[Aim of the exercise] Every record below is to be retyped exactly.
++++ Data shown ++++
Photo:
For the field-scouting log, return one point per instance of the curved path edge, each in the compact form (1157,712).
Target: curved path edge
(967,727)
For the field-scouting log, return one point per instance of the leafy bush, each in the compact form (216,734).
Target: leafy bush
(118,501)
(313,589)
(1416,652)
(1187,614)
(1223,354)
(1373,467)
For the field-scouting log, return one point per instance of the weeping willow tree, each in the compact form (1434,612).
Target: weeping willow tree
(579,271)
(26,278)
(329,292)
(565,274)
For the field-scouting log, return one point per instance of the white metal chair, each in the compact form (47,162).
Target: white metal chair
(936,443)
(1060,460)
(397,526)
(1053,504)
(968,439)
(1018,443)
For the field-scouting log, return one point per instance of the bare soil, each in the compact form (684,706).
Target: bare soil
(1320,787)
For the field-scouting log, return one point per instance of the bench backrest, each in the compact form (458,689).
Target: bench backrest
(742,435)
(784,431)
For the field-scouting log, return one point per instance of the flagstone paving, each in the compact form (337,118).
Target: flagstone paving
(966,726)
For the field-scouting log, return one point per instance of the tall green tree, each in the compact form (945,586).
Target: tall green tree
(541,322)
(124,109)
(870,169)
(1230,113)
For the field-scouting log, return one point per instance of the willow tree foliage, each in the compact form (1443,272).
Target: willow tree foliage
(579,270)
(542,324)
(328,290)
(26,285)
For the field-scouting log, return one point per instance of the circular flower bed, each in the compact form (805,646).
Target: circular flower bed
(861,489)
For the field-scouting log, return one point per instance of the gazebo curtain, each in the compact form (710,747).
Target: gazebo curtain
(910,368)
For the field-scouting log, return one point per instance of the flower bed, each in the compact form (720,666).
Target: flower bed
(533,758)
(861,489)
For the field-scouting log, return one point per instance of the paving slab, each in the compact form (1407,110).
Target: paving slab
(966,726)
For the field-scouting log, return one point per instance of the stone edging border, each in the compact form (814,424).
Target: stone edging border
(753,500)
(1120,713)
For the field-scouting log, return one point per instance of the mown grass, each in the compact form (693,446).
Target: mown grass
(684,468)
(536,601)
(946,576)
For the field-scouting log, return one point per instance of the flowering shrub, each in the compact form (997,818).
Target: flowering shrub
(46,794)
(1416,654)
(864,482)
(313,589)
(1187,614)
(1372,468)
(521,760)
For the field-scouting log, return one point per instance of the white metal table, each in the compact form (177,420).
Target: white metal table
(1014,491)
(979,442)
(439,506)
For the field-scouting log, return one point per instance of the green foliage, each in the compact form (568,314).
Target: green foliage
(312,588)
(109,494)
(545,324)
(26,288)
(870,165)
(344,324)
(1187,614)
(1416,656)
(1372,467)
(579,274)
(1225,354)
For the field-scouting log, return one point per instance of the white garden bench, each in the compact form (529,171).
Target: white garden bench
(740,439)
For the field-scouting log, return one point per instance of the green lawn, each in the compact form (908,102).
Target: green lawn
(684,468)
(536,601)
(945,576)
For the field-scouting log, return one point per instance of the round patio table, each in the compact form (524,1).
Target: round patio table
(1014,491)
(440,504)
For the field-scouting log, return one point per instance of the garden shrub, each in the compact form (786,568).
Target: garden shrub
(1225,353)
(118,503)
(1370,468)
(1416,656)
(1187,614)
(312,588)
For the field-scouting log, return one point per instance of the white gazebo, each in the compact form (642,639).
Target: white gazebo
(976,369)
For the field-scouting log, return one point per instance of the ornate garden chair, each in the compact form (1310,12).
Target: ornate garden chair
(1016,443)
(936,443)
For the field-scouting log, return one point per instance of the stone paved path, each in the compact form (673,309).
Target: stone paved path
++++
[Task result]
Photo:
For the field-scouting log, return one point per instance of the curved path edge, each in the compact form (1157,712).
Target: curved path edge
(967,727)
For the field-scouting log, return one point per instance of the leafy bush, each in the compact form (216,734).
Target: leafy bush
(118,501)
(313,589)
(1416,652)
(1187,614)
(1223,354)
(1373,467)
For the field-scouting log, return one point per instance of the weeping willow tree, each in the compact form (1434,612).
Target: weeping willow tree
(579,271)
(26,278)
(329,292)
(565,274)
For the field-scouting log, return one point per instance of the white metal chair, each in the compact form (47,162).
Target: white metal chair
(936,443)
(1060,460)
(397,526)
(1053,504)
(968,439)
(1018,443)
For the field-scouting log, return one point per instance of the bare soil, each in the compact form (684,706).
Target: bare soil
(1320,787)
For the field-scouting log, return one point per instance of the bench backrest, each in the compact form (458,689).
Target: bench backrest
(742,435)
(784,431)
For the field-scouting log, return one point per instance of the flagstone paving, each in the compact form (337,118).
Target: flagstone paving
(966,726)
For the field-scouting log, return one point per instance of the tall green tree, each in the compact form (945,586).
Target: tall green tree
(541,322)
(124,109)
(870,169)
(1230,113)
For the field-scouting log, return one point per instance of the willow tree foliage, each in the compact form (1443,272).
Target: willow tree foliage
(579,270)
(542,324)
(328,290)
(26,285)
For the field-scouting log, return one point per instance of the circular flower bed, each in the compact form (805,646).
Target: circular flower bed
(861,489)
For the field-scouting log, return one point per instance of the gazebo curtain, each in the compact form (710,747).
Target: gazebo curtain
(910,368)
For the field-scouting log, return one point per instance of the flower bed, each in the compact form (720,666).
Target: flower bed
(533,758)
(861,489)
For the field-scouting log, return one point per instance of the paving slab, each in the compact form (1407,110).
Target: paving slab
(966,726)
For the field-scouting log, return one point per instance of the stone edging border, each in the compact form (814,424).
Target: stone edging border
(753,500)
(1120,713)
For the field-scouting log, return one point per instance of the mown grass, each in the compact form (693,446).
Target: mown grass
(684,468)
(536,601)
(946,576)
For the field-scouting log, return one point per instance of the flowering shrub, each in the compact form (997,818).
Target: flowering shrub
(46,794)
(1416,654)
(864,482)
(313,589)
(1187,614)
(1372,468)
(521,760)
For the field-scouting log, return one point per instance of the white metal table, each in the compact form (177,420).
Target: white metal table
(1014,491)
(979,442)
(439,506)
For the field-scouting log, return one point per instance of the green foliage, each in the compact form (568,314).
Target: green foliage
(312,588)
(109,494)
(545,324)
(26,288)
(870,165)
(344,324)
(1187,614)
(1416,656)
(1372,467)
(579,274)
(1225,354)
For the field-scouting log, return one point per instance of the white garden bench, each in the compact form (529,171).
Target: white garden bench
(740,439)
For the field-scouting log, return one point per instance of the green lawn, each in the compact form (908,102).
Target: green lawn
(684,468)
(536,601)
(945,576)
For the field-scouting log, return one point per instance of the round patio table, each in the compact form (524,1).
Target: round patio table
(1014,491)
(440,504)
For the field-scouting log, return one point per instance of the garden shrub, each in the compact form (786,568).
Target: garden shrub
(1225,353)
(118,503)
(1370,468)
(1416,656)
(1187,614)
(312,588)
For the field-scouting log, return one point per instance of the white gazebo, each in the compact form (642,639).
Target: white gazebo
(976,369)
For the field-scouting log, return one point per instance of the ornate garden chair, each in the compact form (1310,12).
Target: ornate garden chair
(1016,443)
(936,443)
For the field-scouting log, return one point per instance of the stone paved path, each in the compact form (673,309).
Target: stone paved path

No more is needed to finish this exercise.